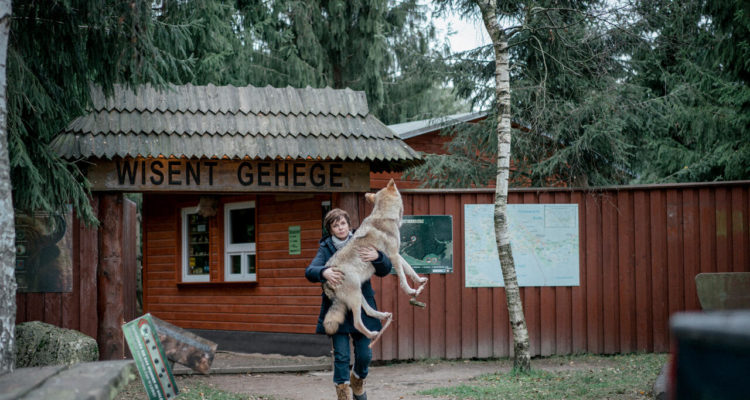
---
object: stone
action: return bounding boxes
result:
[14,321,99,368]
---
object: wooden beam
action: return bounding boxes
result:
[97,193,125,360]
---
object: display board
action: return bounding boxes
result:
[400,215,453,274]
[464,204,579,287]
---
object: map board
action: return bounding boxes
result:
[400,215,453,274]
[464,204,580,287]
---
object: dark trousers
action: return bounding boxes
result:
[331,332,372,385]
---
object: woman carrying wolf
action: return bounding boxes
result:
[305,208,392,400]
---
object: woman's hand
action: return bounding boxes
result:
[357,246,380,262]
[323,268,344,286]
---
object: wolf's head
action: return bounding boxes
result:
[365,179,404,224]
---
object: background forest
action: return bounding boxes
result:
[7,0,750,220]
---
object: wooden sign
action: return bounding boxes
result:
[87,158,370,192]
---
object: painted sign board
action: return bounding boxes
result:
[399,215,453,274]
[122,314,179,400]
[464,204,580,287]
[87,158,370,192]
[289,225,302,255]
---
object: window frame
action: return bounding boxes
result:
[222,200,258,282]
[180,207,211,282]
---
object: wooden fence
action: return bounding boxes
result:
[366,182,750,360]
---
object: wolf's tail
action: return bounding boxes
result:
[323,299,346,335]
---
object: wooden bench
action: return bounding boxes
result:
[0,360,138,400]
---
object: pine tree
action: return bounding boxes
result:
[412,0,633,187]
[7,0,192,222]
[629,0,750,183]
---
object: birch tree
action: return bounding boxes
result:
[0,0,16,374]
[476,0,531,371]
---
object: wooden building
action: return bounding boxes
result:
[47,85,419,354]
[16,86,750,360]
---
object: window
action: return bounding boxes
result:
[182,207,210,282]
[224,201,257,281]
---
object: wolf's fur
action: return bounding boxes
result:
[323,179,427,345]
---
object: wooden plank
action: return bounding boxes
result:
[514,193,542,357]
[600,193,620,354]
[617,191,636,353]
[459,195,477,358]
[427,195,446,358]
[571,192,588,353]
[62,215,81,331]
[43,293,62,326]
[539,193,557,356]
[97,194,125,360]
[26,293,44,322]
[78,196,99,338]
[633,190,653,351]
[87,158,370,192]
[477,288,494,358]
[16,292,28,324]
[666,189,685,340]
[414,195,432,359]
[698,188,716,278]
[682,189,700,310]
[396,196,417,360]
[715,187,733,272]
[730,187,750,272]
[649,190,669,352]
[585,194,604,354]
[556,192,580,354]
[446,194,466,359]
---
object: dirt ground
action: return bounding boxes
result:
[117,359,624,400]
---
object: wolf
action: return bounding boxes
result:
[323,179,427,347]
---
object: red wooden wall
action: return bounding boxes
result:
[16,196,137,358]
[368,182,750,360]
[143,194,331,333]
########################################
**Short problem**: Please reproduce every one of the items above word for word, omitting the picture.

**Full response**:
---
object: stone
action: return bounding boxes
result:
[14,321,99,368]
---
object: wooden beam
action: return bounding boxes
result:
[97,193,125,360]
---
object: display board
action: return bounding boxes
result:
[400,215,453,274]
[464,204,579,287]
---
object: map board
action: return bounding boxes
result:
[400,215,453,274]
[464,204,580,287]
---
object: dark trousers
action: return bounding boxes
result:
[331,332,372,385]
---
object: woman carrying wolf
action: return bounding boxes
result:
[305,208,392,400]
---
object: woman's hand
action: return bounding boxes
result:
[357,246,380,262]
[323,268,344,286]
---
object: wolf's head
action: return bounding boxes
result:
[365,179,404,224]
---
object: background forest
action: return bounding boxes
result:
[7,0,750,220]
---
object: wooden sign
action: return bounding boxes
result:
[87,158,370,192]
---
object: painted sign board
action: return bounding boxes
result:
[399,215,453,274]
[122,314,179,400]
[464,204,580,287]
[87,158,370,192]
[289,225,302,255]
---
object: window frame
action: return bounding boxes
result:
[222,200,258,282]
[180,207,211,282]
---
object: wooden fence
action: return bounding boxes
result:
[366,182,750,360]
---
object: wolf's tail
action: return bounding boxes
result:
[323,299,346,335]
---
object: wooden bench
action: return bounding boxes
result:
[0,360,138,400]
---
object: pine tree
action: return bounding boxes
result:
[412,0,633,187]
[7,0,192,222]
[629,0,750,183]
---
object: birch tree
action: return bounding boxes
result:
[0,0,16,374]
[476,0,531,371]
---
object: wooden building
action: return bounding boxes
result:
[47,85,419,354]
[16,86,750,360]
---
object: window
action: return bounding boxes
result:
[182,207,210,282]
[224,201,257,281]
---
object: wolf's fur
action: return bounding boxes
result:
[323,179,427,345]
---
object: wooden plank
action: return bounding boxes
result:
[514,193,542,357]
[600,193,620,354]
[617,191,636,353]
[459,195,477,358]
[427,195,446,358]
[571,192,588,353]
[62,215,81,331]
[43,293,62,326]
[539,193,557,356]
[97,194,125,360]
[26,293,44,322]
[78,196,99,338]
[633,190,653,351]
[87,158,370,192]
[477,288,494,358]
[16,292,28,324]
[666,189,685,340]
[414,195,432,359]
[698,188,716,278]
[682,189,700,310]
[396,196,417,360]
[715,187,733,272]
[730,187,750,272]
[649,190,669,352]
[585,194,604,354]
[556,192,580,354]
[446,194,466,359]
---
object: dirt ground
action: return bounding boxes
result:
[117,359,624,400]
---
object: wolf
action: return bounding boxes
result:
[323,179,427,347]
---
object: red wooden wall
action: return bounding boxes
result:
[16,196,137,358]
[368,182,750,360]
[143,194,331,333]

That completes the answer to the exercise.